━━━━━ 文書

これまで数多くのプロジェクトが組織され、約350点に及ぶ出版物を初めとして多様な研究成果をあげています。
また、昨年度からは、限られた予算のなかで、従来の研究分野を越えた斬新な共同研究を推進するため、新たに重点プロジェクトというカテゴリが設けられました。最初の重点プロジェクトとして「東南アジアにおける人の移動と文化の創造」プロジェクトが組織され、国際シンポジウムを行うなど、活発な研究活動が展開されています。
今年度からは、重点プロジェクトに「音韻に関する通言語的研究」プロジェクトが加わるほか、6プロジェクトが新たに開始されます。
 本年度行われるプロジェクトは次のとおりです。


目次


重点共同研究プロジェクト

東南アジアにおける人の移動と文化の創造)
宮崎恒二(所員11名、共同研究員48名)

 諸文化の形成に関して、これまでの文明中心的な発想から地域中心的な発想への転換が進んでいるが、かって「文明の十字路」として捉えられた東南アジアの諸地域についても、地域的なネットワークの存在とその役割が強調されつつある。このような発想の転換は、必然的に現在の諸文化の形成過程を人の移動と交流という観点から見直す方向へとわれわれを導き、また、人の移動が様々な形で現在も進行中であることは、今後この地域でどのような文化が形成されるのか、という関心を喚起する。現在の東南アジア諸地域は、一方ではいわゆる民族問題の火種を常に抱えつつ、他方では欧米的価値観との差異化を目指して「国民文化」のみならず「アジア文化」という意識さえ次第に形成されつつある。このような意識の「広域化」と「個別化」を、人の移動による集団の同化と異化という視点から読み解き、これまでの東南アジアの諸文化の形成過程を捉え直すとともに、今後の広域的意識形成の動向についての考察を試みることが本プロジェクトのねらいである。

━━━━━━━━━━
━━━━━ 提供情報

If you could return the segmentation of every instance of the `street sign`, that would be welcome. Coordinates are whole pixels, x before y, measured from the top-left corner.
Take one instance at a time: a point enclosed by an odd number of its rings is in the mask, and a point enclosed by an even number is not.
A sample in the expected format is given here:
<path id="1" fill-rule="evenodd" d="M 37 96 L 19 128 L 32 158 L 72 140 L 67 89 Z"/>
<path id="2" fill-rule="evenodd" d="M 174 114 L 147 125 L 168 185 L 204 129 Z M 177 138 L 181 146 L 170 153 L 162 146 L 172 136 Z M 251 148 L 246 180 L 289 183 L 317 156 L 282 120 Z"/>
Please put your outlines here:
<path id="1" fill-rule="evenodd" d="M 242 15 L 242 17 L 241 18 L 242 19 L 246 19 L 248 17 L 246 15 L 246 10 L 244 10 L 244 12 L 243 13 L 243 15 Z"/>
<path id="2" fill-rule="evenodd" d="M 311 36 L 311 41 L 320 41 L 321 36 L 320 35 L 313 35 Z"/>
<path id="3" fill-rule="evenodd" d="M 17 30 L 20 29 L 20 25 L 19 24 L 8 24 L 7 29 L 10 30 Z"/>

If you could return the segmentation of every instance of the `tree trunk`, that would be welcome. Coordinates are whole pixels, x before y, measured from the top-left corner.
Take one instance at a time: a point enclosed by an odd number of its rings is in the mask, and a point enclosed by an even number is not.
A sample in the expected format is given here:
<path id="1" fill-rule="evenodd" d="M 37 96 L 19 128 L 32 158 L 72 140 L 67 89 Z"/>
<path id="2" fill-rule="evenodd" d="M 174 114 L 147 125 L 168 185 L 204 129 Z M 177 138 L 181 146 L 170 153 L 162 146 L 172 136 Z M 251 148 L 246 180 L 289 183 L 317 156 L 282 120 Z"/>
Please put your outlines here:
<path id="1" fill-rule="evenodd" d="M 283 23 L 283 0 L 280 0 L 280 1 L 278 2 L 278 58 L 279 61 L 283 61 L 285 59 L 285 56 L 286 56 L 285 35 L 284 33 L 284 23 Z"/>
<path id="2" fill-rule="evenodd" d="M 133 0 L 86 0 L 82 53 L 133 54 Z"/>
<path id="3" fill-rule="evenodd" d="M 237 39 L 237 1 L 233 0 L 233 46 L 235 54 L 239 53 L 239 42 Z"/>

━━━━━━━━━━

- 作業内容
1) 文書のうち、"宮崎恒二(所員11名、共同研究員48名)"から"プロジェクトのねらいである。"までの部分を、終わりの語句も含めて一字一句そのまま書き写してください。
2) 文書の中でかぎ括弧「」に囲まれている語句を、出てくる順にすべて挙げてください。
3) 文書に基づいて、次の問いに答えてください。
(a) これまでのプロジェクトによる出版物は約何点ですか。
(b) 今年度から重点プロジェクトに加わるのは何というプロジェクトですか。
(c) 「東南アジアにおける人の移動と文化の創造」プロジェクトの共同研究員は何名ですか。

- 作業ごとの回答
1)
宮崎恒二(所員11名、共同研究員48名)

 諸文化の形成に関して、これまでの文明中心的な発想から地域中心的な発想への転換が進んでいるが、かって「文明の十字路」として捉えられた東南アジアの諸地域についても、地域的なネットワークの存在とその役割が強調されつつある。このような発想の転換は、必然的に現在の諸文化の形成過程を人の移動と交流という観点から見直す方向へとわれわれを導き、また、人の移動が様々な形で現在も進行中であることは、今後この地域でどのような文化が形成されるのか、という関心を喚起する。現在の東南アジア諸地域は、一方ではいわゆる民族問題の火種を常に抱えつつ、他方では欧米的価値観との差異化を目指して「国民文化」のみならず「アジア文化」という意識さえ次第に形成されつつある。このような意識の「広域化」と「個別化」を、人の移動による集団の同化と異化という視点から読み解き、これまでの東南アジアの諸文化の形成過程を捉え直すとともに、今後の広域的意識形成の動向についての考察を試みることが本プロジェクトのねらいである。

2)
「東南アジアにおける人の移動と文化の創造」
「音韻に関する通言語的研究」
「文明の十字路」
「国民文化」
「アジア文化」
「広域化」
「個別化」

3)
(a) 約350点です。
(b) 「音韻に関する通言語的研究」プロジェクトです。
(c) 48名です。